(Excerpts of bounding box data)
(begin)

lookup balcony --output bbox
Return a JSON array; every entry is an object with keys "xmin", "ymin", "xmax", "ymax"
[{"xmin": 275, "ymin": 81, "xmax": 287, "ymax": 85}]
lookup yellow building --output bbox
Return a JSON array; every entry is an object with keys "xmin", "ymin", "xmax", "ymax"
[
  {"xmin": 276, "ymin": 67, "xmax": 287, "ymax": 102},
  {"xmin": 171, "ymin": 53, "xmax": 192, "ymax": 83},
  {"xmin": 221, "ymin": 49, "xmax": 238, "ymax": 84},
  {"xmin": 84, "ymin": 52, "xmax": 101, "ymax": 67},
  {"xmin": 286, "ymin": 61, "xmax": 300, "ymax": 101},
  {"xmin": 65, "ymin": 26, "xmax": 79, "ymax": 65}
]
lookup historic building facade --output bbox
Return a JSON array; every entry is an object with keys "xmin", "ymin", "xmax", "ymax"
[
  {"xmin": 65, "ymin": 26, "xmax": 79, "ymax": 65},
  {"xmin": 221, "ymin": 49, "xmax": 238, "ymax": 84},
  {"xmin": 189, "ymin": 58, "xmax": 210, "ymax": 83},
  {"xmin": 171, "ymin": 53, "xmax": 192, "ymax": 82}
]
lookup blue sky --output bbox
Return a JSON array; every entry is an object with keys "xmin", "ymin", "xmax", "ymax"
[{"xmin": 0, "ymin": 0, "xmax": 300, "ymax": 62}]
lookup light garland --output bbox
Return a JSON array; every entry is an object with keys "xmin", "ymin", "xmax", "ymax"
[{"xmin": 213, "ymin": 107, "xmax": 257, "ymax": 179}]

(end)

#### Given problem:
Reproduce all the rows above with every "lookup" swapped for "search", leaving everything else unchanged.

#### Exercise answer:
search balcony --output bbox
Return a JSON array; every entry is an object with keys "xmin", "ymin", "xmax", "ymax"
[{"xmin": 275, "ymin": 81, "xmax": 287, "ymax": 85}]
search yellow building --output bbox
Return a JSON array; every entry is an object with keys "xmin", "ymin", "xmax", "ymax"
[
  {"xmin": 276, "ymin": 67, "xmax": 287, "ymax": 102},
  {"xmin": 171, "ymin": 53, "xmax": 192, "ymax": 83},
  {"xmin": 221, "ymin": 49, "xmax": 238, "ymax": 84},
  {"xmin": 84, "ymin": 52, "xmax": 101, "ymax": 67},
  {"xmin": 286, "ymin": 61, "xmax": 300, "ymax": 101},
  {"xmin": 65, "ymin": 26, "xmax": 79, "ymax": 65}
]
search historic building facade --output bbox
Return a JSON array; every entry is an object with keys "xmin", "ymin", "xmax", "ymax"
[
  {"xmin": 65, "ymin": 26, "xmax": 79, "ymax": 65},
  {"xmin": 221, "ymin": 49, "xmax": 238, "ymax": 84},
  {"xmin": 189, "ymin": 58, "xmax": 210, "ymax": 83},
  {"xmin": 171, "ymin": 53, "xmax": 192, "ymax": 82}
]
search blue sky --output bbox
Return a JSON array; every entry is an object with keys "xmin", "ymin", "xmax", "ymax"
[{"xmin": 0, "ymin": 0, "xmax": 300, "ymax": 62}]
search light garland --output bbox
Return a JSON array; every entry is an object with keys "xmin", "ymin", "xmax", "ymax"
[{"xmin": 213, "ymin": 107, "xmax": 257, "ymax": 179}]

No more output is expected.